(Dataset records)
___

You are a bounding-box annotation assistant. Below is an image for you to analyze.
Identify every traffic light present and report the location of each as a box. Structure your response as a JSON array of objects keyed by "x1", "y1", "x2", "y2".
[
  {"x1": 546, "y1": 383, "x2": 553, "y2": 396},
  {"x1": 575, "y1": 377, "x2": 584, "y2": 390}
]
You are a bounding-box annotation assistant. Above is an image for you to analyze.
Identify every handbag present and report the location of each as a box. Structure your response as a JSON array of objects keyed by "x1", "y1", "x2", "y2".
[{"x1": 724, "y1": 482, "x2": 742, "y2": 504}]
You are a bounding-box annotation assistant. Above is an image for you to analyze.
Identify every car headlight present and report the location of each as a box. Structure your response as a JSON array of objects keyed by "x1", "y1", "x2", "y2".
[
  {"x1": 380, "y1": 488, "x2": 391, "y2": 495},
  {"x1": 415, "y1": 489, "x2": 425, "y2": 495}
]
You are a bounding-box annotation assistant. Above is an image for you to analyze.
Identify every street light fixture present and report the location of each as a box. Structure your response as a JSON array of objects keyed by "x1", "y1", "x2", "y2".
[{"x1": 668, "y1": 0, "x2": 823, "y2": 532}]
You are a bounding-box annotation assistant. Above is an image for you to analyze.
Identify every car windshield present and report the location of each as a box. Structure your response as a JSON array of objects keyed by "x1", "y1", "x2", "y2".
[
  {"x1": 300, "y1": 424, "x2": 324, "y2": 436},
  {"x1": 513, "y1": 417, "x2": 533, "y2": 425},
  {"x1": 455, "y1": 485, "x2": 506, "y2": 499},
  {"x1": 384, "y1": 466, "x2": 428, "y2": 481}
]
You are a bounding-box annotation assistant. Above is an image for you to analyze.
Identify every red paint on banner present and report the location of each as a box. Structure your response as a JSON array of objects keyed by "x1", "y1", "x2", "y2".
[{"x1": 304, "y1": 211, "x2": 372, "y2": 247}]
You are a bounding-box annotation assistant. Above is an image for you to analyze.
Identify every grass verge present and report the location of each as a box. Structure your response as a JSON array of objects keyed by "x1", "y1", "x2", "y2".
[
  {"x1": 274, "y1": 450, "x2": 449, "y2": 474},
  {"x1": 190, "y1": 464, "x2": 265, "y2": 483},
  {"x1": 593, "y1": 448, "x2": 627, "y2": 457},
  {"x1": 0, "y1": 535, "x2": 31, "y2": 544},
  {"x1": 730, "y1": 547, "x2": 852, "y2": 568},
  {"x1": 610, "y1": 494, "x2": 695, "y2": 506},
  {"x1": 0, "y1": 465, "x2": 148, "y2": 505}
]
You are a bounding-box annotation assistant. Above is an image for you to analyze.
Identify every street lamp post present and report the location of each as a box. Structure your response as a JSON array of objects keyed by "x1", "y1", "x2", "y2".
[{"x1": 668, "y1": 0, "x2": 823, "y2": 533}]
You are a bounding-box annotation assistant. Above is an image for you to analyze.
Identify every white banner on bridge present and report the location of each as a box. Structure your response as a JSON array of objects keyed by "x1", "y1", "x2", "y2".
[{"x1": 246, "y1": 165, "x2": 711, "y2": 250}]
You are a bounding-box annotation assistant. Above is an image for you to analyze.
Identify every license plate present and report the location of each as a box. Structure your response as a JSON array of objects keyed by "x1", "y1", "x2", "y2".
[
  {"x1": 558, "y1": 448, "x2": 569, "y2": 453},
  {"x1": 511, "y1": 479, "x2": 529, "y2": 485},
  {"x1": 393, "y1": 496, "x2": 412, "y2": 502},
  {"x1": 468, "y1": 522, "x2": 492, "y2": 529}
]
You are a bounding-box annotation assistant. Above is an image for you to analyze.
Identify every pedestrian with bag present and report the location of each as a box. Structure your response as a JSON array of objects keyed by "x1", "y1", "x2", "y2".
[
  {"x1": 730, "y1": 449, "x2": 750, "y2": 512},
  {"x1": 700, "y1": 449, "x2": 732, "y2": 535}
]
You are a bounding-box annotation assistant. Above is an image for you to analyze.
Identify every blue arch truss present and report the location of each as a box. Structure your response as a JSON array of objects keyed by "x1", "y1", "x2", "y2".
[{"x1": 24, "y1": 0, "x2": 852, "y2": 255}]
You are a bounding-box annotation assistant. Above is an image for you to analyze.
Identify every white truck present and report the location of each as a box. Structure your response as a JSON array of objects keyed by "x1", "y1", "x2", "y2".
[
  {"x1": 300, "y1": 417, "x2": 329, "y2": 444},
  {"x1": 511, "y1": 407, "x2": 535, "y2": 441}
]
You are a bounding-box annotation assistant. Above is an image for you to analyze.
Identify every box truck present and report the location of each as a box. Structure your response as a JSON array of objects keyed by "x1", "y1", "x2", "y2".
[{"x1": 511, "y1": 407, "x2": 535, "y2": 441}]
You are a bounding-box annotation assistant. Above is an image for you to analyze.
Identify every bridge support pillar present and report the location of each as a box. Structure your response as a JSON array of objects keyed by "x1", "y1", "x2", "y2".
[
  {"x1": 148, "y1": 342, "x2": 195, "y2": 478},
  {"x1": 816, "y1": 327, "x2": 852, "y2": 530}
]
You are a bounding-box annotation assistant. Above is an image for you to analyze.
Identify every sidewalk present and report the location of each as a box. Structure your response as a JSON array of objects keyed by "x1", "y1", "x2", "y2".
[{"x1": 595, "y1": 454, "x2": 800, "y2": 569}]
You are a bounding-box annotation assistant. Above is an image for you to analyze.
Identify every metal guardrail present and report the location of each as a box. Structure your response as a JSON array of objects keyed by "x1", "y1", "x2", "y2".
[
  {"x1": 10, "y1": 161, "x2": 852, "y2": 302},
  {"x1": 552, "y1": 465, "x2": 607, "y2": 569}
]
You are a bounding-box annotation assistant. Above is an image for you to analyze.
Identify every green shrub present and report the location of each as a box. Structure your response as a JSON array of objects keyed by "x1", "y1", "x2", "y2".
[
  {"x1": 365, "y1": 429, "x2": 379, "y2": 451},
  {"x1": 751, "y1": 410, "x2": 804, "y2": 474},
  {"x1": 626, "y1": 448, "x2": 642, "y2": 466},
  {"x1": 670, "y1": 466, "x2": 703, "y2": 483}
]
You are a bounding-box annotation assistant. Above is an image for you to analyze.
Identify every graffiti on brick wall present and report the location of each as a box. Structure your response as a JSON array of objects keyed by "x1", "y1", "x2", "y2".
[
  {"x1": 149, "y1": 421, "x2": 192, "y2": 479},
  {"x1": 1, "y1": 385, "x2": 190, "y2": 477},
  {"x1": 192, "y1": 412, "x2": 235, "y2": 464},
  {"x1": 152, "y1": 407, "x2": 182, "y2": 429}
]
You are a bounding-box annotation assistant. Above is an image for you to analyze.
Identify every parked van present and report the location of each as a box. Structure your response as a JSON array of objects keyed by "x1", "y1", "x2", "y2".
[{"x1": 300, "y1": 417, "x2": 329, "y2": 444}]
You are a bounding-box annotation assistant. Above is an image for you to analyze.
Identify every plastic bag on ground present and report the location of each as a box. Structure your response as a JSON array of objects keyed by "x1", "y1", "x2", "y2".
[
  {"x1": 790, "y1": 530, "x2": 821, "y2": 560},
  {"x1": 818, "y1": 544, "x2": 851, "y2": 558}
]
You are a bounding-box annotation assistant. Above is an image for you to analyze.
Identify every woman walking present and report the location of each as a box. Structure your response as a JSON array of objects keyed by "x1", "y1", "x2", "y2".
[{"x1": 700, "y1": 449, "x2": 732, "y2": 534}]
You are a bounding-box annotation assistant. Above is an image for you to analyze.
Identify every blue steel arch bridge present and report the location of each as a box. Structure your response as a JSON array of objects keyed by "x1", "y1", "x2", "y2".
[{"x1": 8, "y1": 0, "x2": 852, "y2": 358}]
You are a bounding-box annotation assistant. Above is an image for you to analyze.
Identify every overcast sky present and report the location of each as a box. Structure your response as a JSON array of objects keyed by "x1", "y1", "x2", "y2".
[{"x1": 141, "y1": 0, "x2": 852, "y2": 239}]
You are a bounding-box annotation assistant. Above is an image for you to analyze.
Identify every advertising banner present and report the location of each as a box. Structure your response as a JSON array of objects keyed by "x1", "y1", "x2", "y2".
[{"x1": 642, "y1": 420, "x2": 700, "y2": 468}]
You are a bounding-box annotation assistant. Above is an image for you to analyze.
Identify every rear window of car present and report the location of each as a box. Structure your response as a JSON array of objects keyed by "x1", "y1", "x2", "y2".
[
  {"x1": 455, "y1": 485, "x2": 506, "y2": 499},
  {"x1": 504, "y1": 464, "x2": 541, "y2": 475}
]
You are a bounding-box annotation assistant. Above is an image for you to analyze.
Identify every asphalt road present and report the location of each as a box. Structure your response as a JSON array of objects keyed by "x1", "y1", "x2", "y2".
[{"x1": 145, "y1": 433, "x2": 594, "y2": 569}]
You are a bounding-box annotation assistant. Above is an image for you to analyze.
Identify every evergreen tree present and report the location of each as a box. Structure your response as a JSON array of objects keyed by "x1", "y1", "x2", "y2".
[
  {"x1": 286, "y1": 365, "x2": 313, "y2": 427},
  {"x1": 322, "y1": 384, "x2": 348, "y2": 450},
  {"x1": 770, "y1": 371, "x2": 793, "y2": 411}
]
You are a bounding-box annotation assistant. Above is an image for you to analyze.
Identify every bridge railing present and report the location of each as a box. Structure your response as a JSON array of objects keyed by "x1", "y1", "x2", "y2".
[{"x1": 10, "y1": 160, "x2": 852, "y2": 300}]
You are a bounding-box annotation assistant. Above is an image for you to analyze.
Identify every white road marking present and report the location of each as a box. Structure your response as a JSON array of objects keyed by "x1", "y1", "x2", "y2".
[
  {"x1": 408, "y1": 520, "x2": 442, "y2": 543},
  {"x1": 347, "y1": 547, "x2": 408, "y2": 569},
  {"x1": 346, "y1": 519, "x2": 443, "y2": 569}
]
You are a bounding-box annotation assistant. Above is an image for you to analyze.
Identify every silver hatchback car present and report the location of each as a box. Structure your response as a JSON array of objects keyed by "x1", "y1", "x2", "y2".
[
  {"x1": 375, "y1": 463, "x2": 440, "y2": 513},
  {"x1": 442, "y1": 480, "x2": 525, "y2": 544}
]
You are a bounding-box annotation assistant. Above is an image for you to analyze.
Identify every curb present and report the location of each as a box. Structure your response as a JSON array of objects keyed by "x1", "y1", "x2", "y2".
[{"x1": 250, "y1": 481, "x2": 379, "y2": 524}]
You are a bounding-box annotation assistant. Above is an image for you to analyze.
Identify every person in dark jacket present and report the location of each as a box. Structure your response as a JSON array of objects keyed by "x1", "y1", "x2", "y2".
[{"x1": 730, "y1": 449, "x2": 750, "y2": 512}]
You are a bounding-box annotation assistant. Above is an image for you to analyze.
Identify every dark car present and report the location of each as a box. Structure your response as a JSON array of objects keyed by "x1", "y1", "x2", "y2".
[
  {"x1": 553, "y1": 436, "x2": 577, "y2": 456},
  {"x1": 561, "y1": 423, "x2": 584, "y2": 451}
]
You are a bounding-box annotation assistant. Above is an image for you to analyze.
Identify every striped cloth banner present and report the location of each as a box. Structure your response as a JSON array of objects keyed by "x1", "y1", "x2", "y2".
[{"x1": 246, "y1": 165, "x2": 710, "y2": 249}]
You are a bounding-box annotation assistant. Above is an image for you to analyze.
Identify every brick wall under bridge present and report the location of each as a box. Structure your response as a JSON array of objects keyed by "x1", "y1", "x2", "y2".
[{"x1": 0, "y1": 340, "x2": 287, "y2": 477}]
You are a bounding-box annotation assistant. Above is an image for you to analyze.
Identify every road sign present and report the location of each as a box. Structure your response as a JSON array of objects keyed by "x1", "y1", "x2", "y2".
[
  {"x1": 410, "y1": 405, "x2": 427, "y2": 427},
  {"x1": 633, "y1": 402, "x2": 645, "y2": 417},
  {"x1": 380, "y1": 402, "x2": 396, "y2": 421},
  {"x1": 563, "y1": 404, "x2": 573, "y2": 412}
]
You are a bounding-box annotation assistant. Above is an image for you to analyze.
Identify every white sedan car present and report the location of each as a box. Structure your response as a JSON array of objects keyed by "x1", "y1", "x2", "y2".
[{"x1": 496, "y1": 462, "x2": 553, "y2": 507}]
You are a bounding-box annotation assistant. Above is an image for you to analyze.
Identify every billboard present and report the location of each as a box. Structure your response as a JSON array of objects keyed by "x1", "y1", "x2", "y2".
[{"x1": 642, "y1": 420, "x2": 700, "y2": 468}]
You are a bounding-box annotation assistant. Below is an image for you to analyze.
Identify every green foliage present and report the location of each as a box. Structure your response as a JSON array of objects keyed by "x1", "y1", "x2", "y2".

___

Problem to work on: The range begins at the line containing "Identify every brick" and ends at the last line of the entries; reproduce it exactly.

Output for this task:
Identify every brick wall under bridge present and report the location of each as a box. Structure your response as a JSON array of objects keyed by "x1", "y1", "x2", "y2".
[{"x1": 0, "y1": 340, "x2": 287, "y2": 477}]
You are a bounding-box annotation assistant. Above is an image for you to analyze.
Identify every road sign present and report the location of each as a box. Structure your response as a JSON array of objects keyed by "x1", "y1", "x2", "y2".
[
  {"x1": 410, "y1": 405, "x2": 427, "y2": 427},
  {"x1": 633, "y1": 402, "x2": 645, "y2": 417},
  {"x1": 380, "y1": 402, "x2": 396, "y2": 421},
  {"x1": 563, "y1": 404, "x2": 573, "y2": 412}
]
You are a bounding-box annotation assistant. Above is an image for you to analyze.
Identify every white sedan car present and report the location of each as a box. Structure your response as a JSON array of objects keyed by "x1", "y1", "x2", "y2".
[{"x1": 496, "y1": 462, "x2": 553, "y2": 507}]
You are a bounding-box annotation assistant. Above is an image for you to analyze.
Identify every billboard present and report the location of each as a box. Structure your response as a JSON array of objects keyed by "x1", "y1", "x2", "y2".
[{"x1": 642, "y1": 420, "x2": 700, "y2": 468}]
You are a bounding-box annotation assistant. Below is an image for you to analyze.
Identify every green foliage present and report the location of each as a box. Structure your response as a JSON array of objects keyed by "x1", "y1", "x2", "y2".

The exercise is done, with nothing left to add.